● Problem set
[1] Answer these questions about the patch excerpt:
(a) How many files does the patch excerpt report as changed, and how many insertions?
(b) What type does struct sch_bpf_ctx give to its delay field?
(c) Which entry does the patch add to enum bpf_prog_type?
[2] From the patch excerpt, extract the passage between "Signed-off-by: Cong Wang" and "changed, 571 insertions(+)", inclusive.

Signed-off-by: Cong Wang <cong.wang@bytedance.com>
---
 include/linux/bpf_types.h      |   2 +
 include/uapi/linux/bpf.h       |  15 +
 include/uapi/linux/pkt_sched.h |  17 ++
 net/sched/Kconfig              |  15 +
 net/sched/Makefile             |   1 +
 net/sched/sch_bpf.c            | 521 +++++++++++++++++++++++++++++++++
 6 files changed, 571 insertions(+)
 create mode 100644 net/sched/sch_bpf.c

diff --git a/include/linux/bpf_types.h b/include/linux/bpf_types.h
index 48a91c51c015..25a758723c2f 100644
--- a/include/linux/bpf_types.h
+++ b/include/linux/bpf_types.h
@@ -8,6 +8,8 @@ BPF_PROG_TYPE(BPF_PROG_TYPE_SCHED_CLS, tc_cls_act,
 	      struct __sk_buff, struct sk_buff)
 BPF_PROG_TYPE(BPF_PROG_TYPE_SCHED_ACT, tc_cls_act,
 	      struct __sk_buff, struct sk_buff)
+//BPF_PROG_TYPE(BPF_PROG_TYPE_SCHED_QDISC, tc_cls_act,
+//	      struct __sk_buff, struct sk_buff)
 BPF_PROG_TYPE(BPF_PROG_TYPE_XDP, xdp,
 	      struct xdp_md, struct xdp_buff)
 #ifdef CONFIG_CGROUP_BPF
diff --git a/include/uapi/linux/bpf.h b/include/uapi/linux/bpf.h
index b0383d371b9a..7901b31d7242 100644
--- a/include/uapi/linux/bpf.h
+++ b/include/uapi/linux/bpf.h
@@ -950,6 +950,7 @@ enum bpf_prog_type {
 	BPF_PROG_TYPE_LSM,
 	BPF_PROG_TYPE_SK_LOOKUP,
 	BPF_PROG_TYPE_SYSCALL, /* a program that can execute syscalls */
+	BPF_PROG_TYPE_SCHED_QDISC,
 };
 
 enum bpf_attach_type {
@@ -6489,4 +6490,18 @@ struct bpf_core_relo {
 	enum bpf_core_relo_kind kind;
 };
 
+struct sch_bpf_ctx {
+	struct __sk_buff *skb;
+	__u32 classid;
+	__u64 delay;
+};
+
+enum {
+	SCH_BPF_OK,
+	SCH_BPF_QUEUED,
+	SCH_BPF_DROP,
+	SCH_BPF_THROTTLE,
+	SCH_BPF_CONTINUE,
+};
+
 #endif /* _UAPI__LINUX_BPF_H__ */
diff --git a/include/uapi/linux/pkt_sched.h b/include/uapi/linux/pkt_sched.h
index f292b467b27f..b51eb712517a 100644
--- a/include/uapi/linux/pkt_sched.h
+++ b/include/uapi/linux/pkt_sched.h
@@ -1267,4 +1267,21 @@ enum {
 
 #define TCA_ETS_MAX (__TCA_ETS_MAX - 1)

● Supplied material
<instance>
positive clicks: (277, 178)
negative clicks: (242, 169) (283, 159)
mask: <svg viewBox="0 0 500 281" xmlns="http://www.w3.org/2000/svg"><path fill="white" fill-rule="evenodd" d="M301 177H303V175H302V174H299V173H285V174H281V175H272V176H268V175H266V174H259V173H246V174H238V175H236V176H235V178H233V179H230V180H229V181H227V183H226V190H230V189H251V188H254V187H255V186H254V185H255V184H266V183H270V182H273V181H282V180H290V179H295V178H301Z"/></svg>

● Solutions per task
[1]
(a) 6 files changed, with 571 insertions.
(b) __u64.
(c) BPF_PROG_TYPE_SCHED_QDISC.

[2]
Signed-off-by: Cong Wang <cong.wang@bytedance.com>
---
 include/linux/bpf_types.h      |   2 +
 include/uapi/linux/bpf.h       |  15 +
 include/uapi/linux/pkt_sched.h |  17 ++
 net/sched/Kconfig              |  15 +
 net/sched/Makefile             |   1 +
 net/sched/sch_bpf.c            | 521 +++++++++++++++++++++++++++++++++
 6 files changed, 571 insertions(+)